- _Jobs_:
1. Return the passage of the beef market outlook from "Maintaining a strong" to "gain in 2016.", word for word.
2. In the beef market outlook, what price range does Blach give for feeder cattle in 2018?

- _Reading passage_:
----------------

Specifically to beef, feeder cattle numbers will be up for the third consecutive year, on-feed numbers will increase and total beef production is projected to jump another 4% in 2018 to record highs.
“We are still in the stage of the cattle cycle where supplies are going to get larger for another two or three years,” CattleFax CEO Randy Blach told cattlemen at the National Angus Convention. But, he noted, the cattle industry has navigated those hurdles well.
“We’ve got everything going our way – exports are better than anticipated, domestic demand has been good, consumer spending and consumer attitudes have all been very positive – but it doesn’t take much and we could start to move back the other way.”
Blach told attendees at the Kansas Livestock Association convention that increasing domestic household income and growing consumer confidence has led to the highest-quality beef supply in decades.
“The Prime-Choice spread has stayed at very large levels despite the increase in supply,” he said. “That’s demand. That’s the market telling us they want more of the good stuff.”
Although the demand picture is positive, Blach said feeder cattle prices will stay flat, ranging from $135 to $160/cwt in 2018. He anticipates modest, yet solid profit margins in the calf market.
Maintaining a strong export market for beef will be critical for domestic prices in 2018.
“Demand surpassed expectations in 2017,” Nalivka says. “Retail beef prices in 2017 were 10 cents cheaper while per capita consumption was increasing 1.5 pounds. That’s excellent demand.”
And a 12% gain in U.S. beef exports in 2017 shows robust demand, especially following a 13% gain in 2016.
“Exports amounted to 11% of production in 2017,” Nalivka says. “I project we’ll see another 4% gain in exports in 2018, which will be record high. It would mean we’re exporting 3 billion pounds of mostly high-value beef.”

----------------

- _Entries supplied_:
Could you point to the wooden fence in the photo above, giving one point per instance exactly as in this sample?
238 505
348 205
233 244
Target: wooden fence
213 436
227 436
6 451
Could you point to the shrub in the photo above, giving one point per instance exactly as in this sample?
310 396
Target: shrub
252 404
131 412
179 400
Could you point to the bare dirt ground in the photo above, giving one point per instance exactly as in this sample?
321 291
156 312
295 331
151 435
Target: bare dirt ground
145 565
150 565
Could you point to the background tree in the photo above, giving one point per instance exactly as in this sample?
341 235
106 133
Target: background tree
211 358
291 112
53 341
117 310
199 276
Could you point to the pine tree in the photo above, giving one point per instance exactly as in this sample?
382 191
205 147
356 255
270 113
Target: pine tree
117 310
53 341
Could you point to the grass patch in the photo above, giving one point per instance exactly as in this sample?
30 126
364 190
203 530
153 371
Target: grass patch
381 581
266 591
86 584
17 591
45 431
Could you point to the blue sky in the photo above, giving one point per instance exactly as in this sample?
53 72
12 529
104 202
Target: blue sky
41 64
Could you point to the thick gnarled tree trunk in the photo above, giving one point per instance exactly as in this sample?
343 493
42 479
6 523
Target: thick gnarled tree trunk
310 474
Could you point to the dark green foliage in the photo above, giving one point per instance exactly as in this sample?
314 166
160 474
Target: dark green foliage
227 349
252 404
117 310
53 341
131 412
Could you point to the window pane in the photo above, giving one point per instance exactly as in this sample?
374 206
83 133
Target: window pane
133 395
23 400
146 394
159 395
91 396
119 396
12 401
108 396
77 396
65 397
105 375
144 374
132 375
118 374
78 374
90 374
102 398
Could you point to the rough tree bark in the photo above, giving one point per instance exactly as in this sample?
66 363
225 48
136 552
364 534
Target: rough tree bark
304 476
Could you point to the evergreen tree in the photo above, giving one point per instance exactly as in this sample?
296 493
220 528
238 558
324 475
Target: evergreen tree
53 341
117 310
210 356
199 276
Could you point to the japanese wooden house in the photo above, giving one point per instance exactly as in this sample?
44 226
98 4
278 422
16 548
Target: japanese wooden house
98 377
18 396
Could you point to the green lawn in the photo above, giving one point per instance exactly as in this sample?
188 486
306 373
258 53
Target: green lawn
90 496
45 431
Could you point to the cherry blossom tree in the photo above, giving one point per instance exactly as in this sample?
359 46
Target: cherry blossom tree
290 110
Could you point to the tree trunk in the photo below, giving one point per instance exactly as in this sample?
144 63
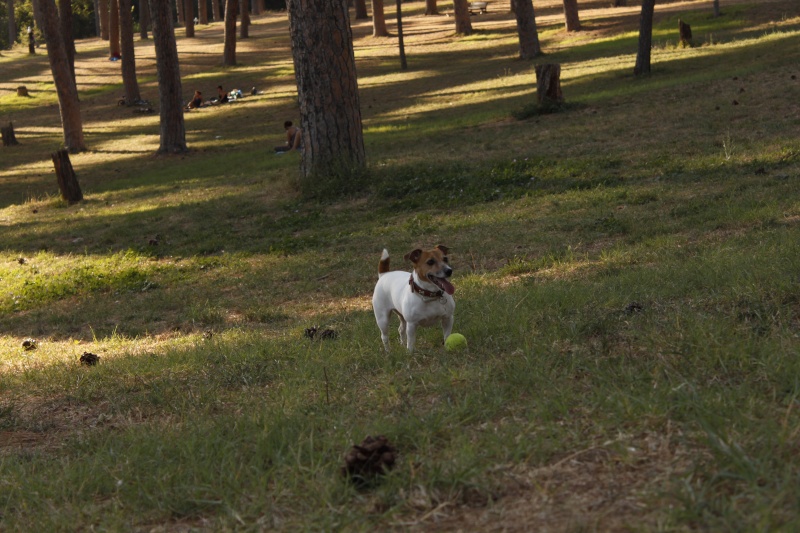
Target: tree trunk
144 18
12 24
113 29
571 17
229 50
526 29
548 84
188 18
103 7
47 19
65 17
128 55
645 38
327 86
361 10
403 64
461 12
244 22
173 130
65 174
378 20
9 138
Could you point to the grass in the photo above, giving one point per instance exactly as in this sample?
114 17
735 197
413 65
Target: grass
626 274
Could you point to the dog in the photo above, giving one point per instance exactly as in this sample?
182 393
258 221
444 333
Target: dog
422 298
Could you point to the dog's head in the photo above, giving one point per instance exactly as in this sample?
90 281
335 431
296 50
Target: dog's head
434 266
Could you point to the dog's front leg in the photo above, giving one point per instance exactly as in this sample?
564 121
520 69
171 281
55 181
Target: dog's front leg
411 334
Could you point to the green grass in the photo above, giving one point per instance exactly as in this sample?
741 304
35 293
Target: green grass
626 276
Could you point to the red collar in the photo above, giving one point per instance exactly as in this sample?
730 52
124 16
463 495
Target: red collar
424 292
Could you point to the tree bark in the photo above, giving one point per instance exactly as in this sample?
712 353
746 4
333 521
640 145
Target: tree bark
463 22
244 21
144 18
526 29
47 19
103 8
128 54
378 20
113 29
403 63
431 8
12 24
188 18
65 174
9 138
361 10
327 86
571 16
548 84
229 50
645 38
65 17
173 130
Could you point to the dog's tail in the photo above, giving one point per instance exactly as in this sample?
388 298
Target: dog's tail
383 265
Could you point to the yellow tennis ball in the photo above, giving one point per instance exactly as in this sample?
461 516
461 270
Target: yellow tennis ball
455 341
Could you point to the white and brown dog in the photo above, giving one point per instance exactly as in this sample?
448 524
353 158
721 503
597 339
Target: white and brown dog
422 298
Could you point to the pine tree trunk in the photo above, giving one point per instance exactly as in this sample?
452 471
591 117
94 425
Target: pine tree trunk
548 84
113 29
403 64
128 54
188 18
173 130
103 7
9 138
65 17
645 38
571 16
47 20
463 22
327 86
378 20
526 29
244 24
431 8
144 18
65 174
361 10
12 24
229 50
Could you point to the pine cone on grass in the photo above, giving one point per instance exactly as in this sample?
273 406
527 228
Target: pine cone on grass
366 461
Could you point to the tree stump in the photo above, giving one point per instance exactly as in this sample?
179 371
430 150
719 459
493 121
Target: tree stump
9 139
685 32
67 181
548 84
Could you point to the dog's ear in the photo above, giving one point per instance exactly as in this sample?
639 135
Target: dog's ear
413 256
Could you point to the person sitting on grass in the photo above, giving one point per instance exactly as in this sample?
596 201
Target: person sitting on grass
293 138
196 101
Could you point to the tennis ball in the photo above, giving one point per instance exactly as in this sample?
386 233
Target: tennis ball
455 341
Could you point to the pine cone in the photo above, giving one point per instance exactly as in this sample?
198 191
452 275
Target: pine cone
373 457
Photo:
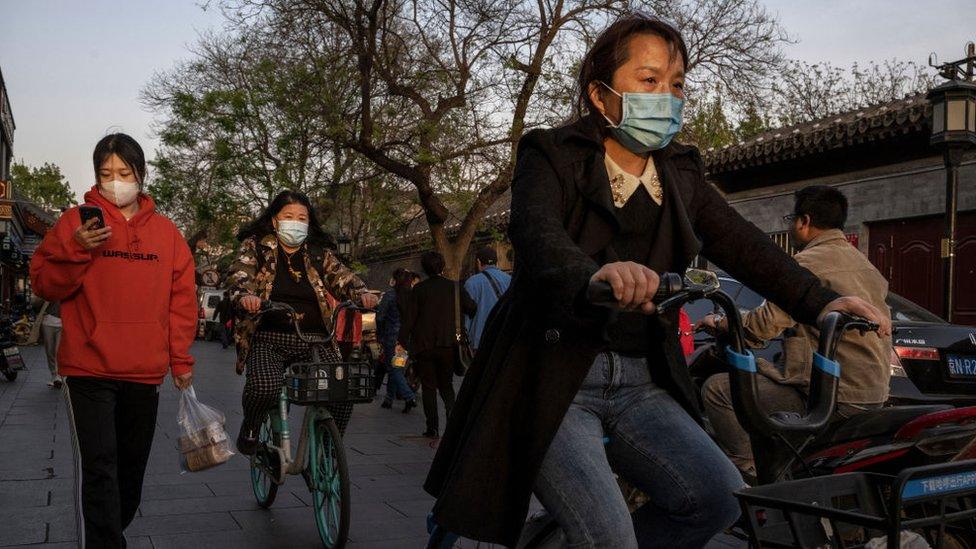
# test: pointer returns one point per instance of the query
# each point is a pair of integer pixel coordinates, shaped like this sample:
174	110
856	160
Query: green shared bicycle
321	458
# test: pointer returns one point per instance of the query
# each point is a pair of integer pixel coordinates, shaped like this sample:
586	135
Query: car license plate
962	366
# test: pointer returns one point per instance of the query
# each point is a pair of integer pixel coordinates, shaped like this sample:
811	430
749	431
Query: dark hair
126	148
432	263
263	226
402	279
610	51
826	206
486	255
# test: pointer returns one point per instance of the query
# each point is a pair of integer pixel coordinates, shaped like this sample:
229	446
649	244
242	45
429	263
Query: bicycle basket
328	382
864	509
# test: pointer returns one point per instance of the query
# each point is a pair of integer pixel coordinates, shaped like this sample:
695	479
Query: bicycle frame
308	441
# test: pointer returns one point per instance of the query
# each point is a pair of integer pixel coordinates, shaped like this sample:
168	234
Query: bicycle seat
876	422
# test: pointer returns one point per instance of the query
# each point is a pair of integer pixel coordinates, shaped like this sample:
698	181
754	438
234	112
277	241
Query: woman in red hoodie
128	308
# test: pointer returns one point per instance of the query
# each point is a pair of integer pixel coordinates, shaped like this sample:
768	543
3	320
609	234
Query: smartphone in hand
88	212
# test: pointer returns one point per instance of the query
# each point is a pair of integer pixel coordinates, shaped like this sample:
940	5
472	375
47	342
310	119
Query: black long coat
542	337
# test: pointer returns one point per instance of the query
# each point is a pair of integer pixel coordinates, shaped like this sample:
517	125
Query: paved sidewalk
215	508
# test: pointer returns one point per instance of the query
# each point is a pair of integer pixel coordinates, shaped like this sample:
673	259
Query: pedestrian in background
428	331
485	288
225	315
383	326
50	317
388	315
129	306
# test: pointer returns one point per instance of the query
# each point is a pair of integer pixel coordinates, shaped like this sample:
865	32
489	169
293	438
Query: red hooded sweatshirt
128	307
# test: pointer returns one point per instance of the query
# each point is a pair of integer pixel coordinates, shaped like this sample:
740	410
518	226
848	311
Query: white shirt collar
623	184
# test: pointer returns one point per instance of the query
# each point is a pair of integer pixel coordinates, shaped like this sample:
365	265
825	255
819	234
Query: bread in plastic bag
203	440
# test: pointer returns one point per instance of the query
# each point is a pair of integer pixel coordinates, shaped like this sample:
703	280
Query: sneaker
246	444
409	405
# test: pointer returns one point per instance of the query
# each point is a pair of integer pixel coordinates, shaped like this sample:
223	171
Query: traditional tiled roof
417	234
873	123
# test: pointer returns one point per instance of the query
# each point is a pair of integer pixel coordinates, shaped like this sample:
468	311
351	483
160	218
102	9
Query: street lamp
345	245
954	130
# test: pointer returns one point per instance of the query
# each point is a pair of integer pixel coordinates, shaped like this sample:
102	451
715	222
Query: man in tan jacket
817	222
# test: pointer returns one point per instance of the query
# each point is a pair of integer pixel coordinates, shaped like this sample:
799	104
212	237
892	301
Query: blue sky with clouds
74	69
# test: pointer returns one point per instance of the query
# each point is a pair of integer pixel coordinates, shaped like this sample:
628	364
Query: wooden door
908	253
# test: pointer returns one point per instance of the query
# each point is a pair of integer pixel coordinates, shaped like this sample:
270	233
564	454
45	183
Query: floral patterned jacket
330	279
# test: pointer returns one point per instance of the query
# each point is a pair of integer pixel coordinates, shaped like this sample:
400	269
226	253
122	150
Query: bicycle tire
332	517
264	487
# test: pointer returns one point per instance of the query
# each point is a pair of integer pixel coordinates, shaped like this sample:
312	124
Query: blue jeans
396	382
655	445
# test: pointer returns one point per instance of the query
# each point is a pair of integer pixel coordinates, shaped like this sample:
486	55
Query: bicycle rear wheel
263	462
330	491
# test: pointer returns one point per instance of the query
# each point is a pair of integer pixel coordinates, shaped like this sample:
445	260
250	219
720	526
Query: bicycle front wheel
330	487
265	461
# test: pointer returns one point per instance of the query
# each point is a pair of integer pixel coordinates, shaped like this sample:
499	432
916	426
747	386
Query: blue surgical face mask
649	122
292	233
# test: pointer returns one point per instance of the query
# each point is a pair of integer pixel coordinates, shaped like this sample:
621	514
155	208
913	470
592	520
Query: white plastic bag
203	441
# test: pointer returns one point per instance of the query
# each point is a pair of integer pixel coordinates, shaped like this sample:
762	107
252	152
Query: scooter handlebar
824	382
600	293
674	291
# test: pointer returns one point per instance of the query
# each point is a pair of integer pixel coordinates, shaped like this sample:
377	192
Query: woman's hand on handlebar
369	300
859	307
712	324
634	285
251	303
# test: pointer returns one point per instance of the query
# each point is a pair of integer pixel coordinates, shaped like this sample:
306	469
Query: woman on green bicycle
285	257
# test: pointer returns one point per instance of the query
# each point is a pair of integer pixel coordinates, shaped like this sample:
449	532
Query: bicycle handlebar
277	306
676	291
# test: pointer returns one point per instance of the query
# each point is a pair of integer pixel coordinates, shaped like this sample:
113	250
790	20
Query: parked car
932	361
207	325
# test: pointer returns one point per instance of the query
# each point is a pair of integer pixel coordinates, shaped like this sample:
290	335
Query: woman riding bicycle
610	197
285	257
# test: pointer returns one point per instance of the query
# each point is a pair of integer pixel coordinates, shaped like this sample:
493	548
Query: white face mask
292	233
120	193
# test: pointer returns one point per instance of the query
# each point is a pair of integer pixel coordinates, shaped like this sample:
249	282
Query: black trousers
435	367
114	422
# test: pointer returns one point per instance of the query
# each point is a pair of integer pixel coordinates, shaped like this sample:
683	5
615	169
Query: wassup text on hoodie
128	307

----------------

- _Responses for each task_:
1.
Maintaining a strong export market for beef will be critical for domestic prices in 2018.
“Demand surpassed expectations in 2017,” Nalivka says. “Retail beef prices in 2017 were 10 cents cheaper while per capita consumption was increasing 1.5 pounds. That’s excellent demand.”
And a 12% gain in U.S. beef exports in 2017 shows robust demand, especially following a 13% gain in 2016.

2. $135 to $160/cwt.